◆ **Problems and tasks**
1 – Answer these questions using the text on broadcast workflows, one line each:
(a) Whose recent research does the text cite?
(b) Which areas does that research say offer the most immediate business benefits from moving to an IP-based model?
(c) What can continuous connection between production and distribution teams prevent and improve?
2 – Extend the text on broadcast workflows, picking up right after its final sentence.

◆ **Quoted text**

The changes are occurring at a time when many broadcast production and distribution companies are shifting from traditional, on-premise linear workflows to digital, non-linear workflows that are internet protocol (IP) or cloud based.

On the surface, this evolution seems straightforward and logical. Digital technology simplifies processes, strengthens partner relationships and is vital to ensure ongoing success. Yet, despite these clear advantages, many content producers and broadcasters are intimidated by the challenges of the task ahead.

Embracing change
There are six key ways in which television production and distribution companies can embrace the rapid change sweeping the industry and secure their digital futures. They are:

1. Understand which areas will see immediate benefits from IP
Not all areas of television production are progressing at the same pace toward having seamless IP-based workflows, so it’s important to prioritise where attention (and investments) should be made.

Recent research by the Digital Production Partnership found OTT-friendly areas, including IP distribution and live streaming, offer the most immediate business benefits for moving to an IP-based model. Other areas, such as location-based production management, should be considered for later deployment. Meanwhile, early-mover advantages can accrue in areas such as media asset management and post-production.

2. Take a holistic view of operations
Successful companies, particularly those with both linear and digital broadcast delivery, are increasingly dropping their traditional silos. They realise that success now requires co-ordination to integrate and orchestrate the entire video supply chain holistically.

Production and distribution teams must stay continuously connected to each other as well as to internal and external systems that support scheduling. This, in turn, can prevent duplication and improve communication.

◆ **Data**
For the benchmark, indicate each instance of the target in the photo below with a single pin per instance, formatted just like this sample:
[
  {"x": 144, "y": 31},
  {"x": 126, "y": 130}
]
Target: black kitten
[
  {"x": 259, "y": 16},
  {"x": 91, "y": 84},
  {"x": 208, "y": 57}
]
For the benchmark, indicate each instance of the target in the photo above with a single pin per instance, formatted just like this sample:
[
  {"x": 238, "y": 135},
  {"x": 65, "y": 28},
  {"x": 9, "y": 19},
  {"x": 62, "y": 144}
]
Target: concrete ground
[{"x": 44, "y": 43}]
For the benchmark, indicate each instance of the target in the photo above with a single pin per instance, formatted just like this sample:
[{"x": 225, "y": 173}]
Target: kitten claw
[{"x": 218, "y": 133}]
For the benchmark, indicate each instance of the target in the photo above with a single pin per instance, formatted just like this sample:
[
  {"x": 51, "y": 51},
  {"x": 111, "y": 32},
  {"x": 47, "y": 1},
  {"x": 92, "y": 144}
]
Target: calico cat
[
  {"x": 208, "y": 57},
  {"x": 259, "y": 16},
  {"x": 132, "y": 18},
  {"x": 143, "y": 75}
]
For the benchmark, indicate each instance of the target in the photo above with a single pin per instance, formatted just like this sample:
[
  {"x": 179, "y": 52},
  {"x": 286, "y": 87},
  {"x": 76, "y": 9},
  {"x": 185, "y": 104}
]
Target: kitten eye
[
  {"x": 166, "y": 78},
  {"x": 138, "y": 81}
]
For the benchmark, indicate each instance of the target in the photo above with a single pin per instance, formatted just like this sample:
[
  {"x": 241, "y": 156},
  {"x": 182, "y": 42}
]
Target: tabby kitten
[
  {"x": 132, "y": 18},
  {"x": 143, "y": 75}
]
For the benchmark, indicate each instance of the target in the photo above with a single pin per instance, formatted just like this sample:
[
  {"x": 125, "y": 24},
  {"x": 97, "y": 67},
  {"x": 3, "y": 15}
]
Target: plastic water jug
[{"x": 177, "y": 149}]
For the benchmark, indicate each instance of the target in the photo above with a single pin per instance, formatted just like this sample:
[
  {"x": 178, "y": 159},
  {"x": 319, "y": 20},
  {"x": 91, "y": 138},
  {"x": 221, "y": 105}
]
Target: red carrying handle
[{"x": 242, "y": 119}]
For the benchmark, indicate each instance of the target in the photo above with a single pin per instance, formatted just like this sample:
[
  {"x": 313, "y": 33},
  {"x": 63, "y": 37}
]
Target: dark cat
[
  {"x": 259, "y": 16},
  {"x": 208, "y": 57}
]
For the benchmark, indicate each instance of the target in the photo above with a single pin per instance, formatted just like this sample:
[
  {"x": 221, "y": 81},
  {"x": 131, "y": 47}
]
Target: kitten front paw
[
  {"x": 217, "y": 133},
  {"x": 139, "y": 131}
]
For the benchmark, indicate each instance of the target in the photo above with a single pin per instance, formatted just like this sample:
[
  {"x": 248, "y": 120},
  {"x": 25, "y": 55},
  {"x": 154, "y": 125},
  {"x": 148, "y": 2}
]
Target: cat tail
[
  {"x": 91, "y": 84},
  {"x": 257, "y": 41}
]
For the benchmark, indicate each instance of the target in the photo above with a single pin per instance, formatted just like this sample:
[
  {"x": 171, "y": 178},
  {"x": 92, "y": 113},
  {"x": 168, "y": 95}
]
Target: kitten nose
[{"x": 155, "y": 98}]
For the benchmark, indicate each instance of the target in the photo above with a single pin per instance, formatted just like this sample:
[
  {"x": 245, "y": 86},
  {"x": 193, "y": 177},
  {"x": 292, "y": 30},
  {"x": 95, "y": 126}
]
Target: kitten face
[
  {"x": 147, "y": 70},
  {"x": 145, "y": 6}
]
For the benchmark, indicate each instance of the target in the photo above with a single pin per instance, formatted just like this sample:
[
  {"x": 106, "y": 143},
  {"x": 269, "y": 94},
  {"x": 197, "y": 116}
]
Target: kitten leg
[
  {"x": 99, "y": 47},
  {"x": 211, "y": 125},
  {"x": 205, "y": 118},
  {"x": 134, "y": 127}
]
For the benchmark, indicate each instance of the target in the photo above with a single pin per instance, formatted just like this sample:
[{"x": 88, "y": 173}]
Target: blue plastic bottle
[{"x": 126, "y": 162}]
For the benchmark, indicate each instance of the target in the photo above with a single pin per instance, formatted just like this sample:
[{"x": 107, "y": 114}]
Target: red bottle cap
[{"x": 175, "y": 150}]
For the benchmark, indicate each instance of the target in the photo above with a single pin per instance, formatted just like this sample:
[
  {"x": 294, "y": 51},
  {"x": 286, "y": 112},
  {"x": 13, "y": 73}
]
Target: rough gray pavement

◆ **Expected results**
1 –
(a) The Digital Production Partnership.
(b) OTT-friendly areas, including IP distribution and live streaming.
(c) It can prevent duplication and improve communication.

2 –
3. Make data your friend
Data takes the guesswork out of video operations and promises to be a core factor in future success. Metadata that can be carried throughout the content lifecycle serves as a “single source of truth” and offers a range of valuable benefits.

These include stronger asset cataloguing, improved visibility and continuity, and better control at every point in the process. Metadata also supports robust analysis and advanced business modelling while also providing a direct performance link from content creation through to monetisation.

4. Embrace automation
Automation will continue to offer many critical advantages to all companies in the television sector. It streamlines operations, trims costs and speeds delivery.

Effective automation also minimises bottlenecks caused by human errors through managing all the tasks and formats required for output. This, in turn, allows companies to re-direct skilled staff to higher-value tasks such as new content creation, rather than being swamped with tedious, repetitive activities.

5. Check your platform
In the content business, rapid change is inevitable. In the midst of thinking about a digital transition, many companies are also faced with planning for and managing new partner, device and output requirements while at the same time figuring out how global market growth will affect their business. At the same time they must also keep up with emerging technologies, such as virtual reality and artificial intelligence, that promise to not only challenge existing media operations but enhance them.

This is where media logistics platforms can help. Deployed on-premise, in the cloud or in a hybrid configuration, they can help producers and broadcasters readily scale their operations and strategically drive future business expansion. Also, modern micro-services architectures can help current systems adapt to new developments such as codecs or DRM types.

6. Don’t stop thinking about tomorrow
Planning a linear-to-digital transition is the perfect time for content producers and broadcasters to take charge of their digital futures. This future can be supported by a media logistics platform that has the capacity to both handle legacy systems and introduce or replace them with new systems to improve productivity over time.

As a result, companies can change and customise workflows to better support client requirements. They can also configure new functionality and adjust product offerings as market conditions and end-user demands change. All this can be achieved without the need to bring back original vendors to make changes or modifications to legacy systems. This, in turn, avoids downtime and unexpected costs.

In the television production industry, the only constant is change. By following these six steps, companies can ensure they are ready for that change and can turn it into an advantage.